== TO DO ==
(a) According to the forklift fire thread, how far is the fuel station from the poster's office?
(b) Write out the forklift fire thread from "Since I work" to "of no concern.".
(c) Summarize the forklift fire thread in two sentences.

== TEXT BLOCK ==
--- START ---
# Hot Zone



## woodsac (Nov 30, 2005)

Since I work on a military base, emergency response teams react whenever there is *any* type of alarm or emergency call. So you get used to hearing a lot of sirens that are of no concern.

Today I heard the sirens just outside my office, but they didn't fade out into the distance like normal. My first thought was one of my employees was injured. I ran outside and found out that wasn't the case. So, I ran back in and grabbed my camera :mrgreen:

There is a fuel station that's only about 100 yards from my office. A forklift had caught on fire while fueling up. I snapped on my el-cheapo 2x t.c. to my 28-135mm and got as close as I could. I was a little nervous, being that it was sitting on top of about 5000 gallons of gas :shock: Of course, I had to manual focus, so they're not real crisp. I was also shooting almost directly into the sun, so I wasn't sure if I would have any pics worth posting or not   Not the best, but I think they tell the story ok?

1 flames had started to show before I took this shot







2 about 3-4 minutes after they began






3 fire almost fully contained






4 C.L.P.D. talking with the forklift operator






5 fires out, time for cool down






6 post fire discussion






7 putting the hoses away getting ready to leave






8 the little forklift that couldn't...being hauled off by a 15K forklift


----------



## LaFoto (Nov 30, 2005)
--- END ---
== SUPPLIED RECORDS ==
--- START ---
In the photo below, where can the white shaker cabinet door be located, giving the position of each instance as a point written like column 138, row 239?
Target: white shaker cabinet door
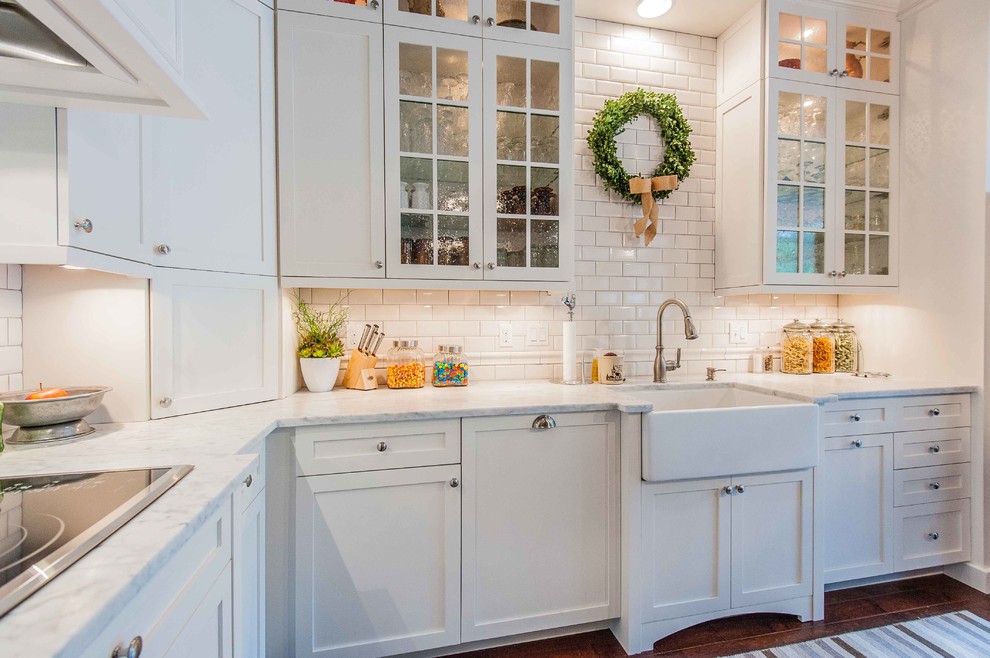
column 541, row 523
column 209, row 186
column 213, row 341
column 771, row 537
column 377, row 562
column 858, row 487
column 331, row 147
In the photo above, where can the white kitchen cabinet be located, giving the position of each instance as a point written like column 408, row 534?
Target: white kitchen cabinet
column 841, row 47
column 377, row 568
column 541, row 515
column 331, row 147
column 857, row 491
column 208, row 187
column 213, row 341
column 720, row 544
column 118, row 56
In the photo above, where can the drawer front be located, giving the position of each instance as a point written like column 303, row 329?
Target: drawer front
column 251, row 484
column 916, row 486
column 931, row 535
column 324, row 450
column 931, row 447
column 932, row 412
column 858, row 417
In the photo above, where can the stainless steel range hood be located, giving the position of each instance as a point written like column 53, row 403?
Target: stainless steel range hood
column 22, row 36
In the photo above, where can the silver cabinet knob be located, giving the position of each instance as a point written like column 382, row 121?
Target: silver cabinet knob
column 132, row 650
column 544, row 422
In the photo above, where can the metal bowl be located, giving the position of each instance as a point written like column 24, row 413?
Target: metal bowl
column 81, row 401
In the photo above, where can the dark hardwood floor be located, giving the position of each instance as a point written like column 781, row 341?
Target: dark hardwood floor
column 846, row 610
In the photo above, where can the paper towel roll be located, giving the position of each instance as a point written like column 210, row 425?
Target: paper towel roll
column 570, row 351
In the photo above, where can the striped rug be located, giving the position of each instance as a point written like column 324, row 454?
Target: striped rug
column 953, row 635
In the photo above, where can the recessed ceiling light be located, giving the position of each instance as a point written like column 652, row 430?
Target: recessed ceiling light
column 653, row 8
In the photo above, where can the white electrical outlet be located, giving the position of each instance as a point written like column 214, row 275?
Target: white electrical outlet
column 505, row 334
column 738, row 332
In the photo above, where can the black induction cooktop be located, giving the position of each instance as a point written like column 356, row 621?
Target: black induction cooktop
column 47, row 522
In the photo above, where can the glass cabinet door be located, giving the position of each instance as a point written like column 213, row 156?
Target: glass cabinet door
--- END ---
== ANSWERS BELOW ==
(a) About 100 yards.

(b)
Since I work on a military base, emergency response teams react whenever there is *any* type of alarm or emergency call. So you get used to hearing a lot of sirens that are of no concern.

(c) A poster who works on a military base heard sirens that stayed near the office and photographed a forklift that caught fire while fueling at a station about 100 yards away. The shots, taken with a 2x teleconverter on a 28-135mm lens with manual focus and almost directly into the sun, follow the fire from the first flames to the forklift being hauled off by a 15K forklift.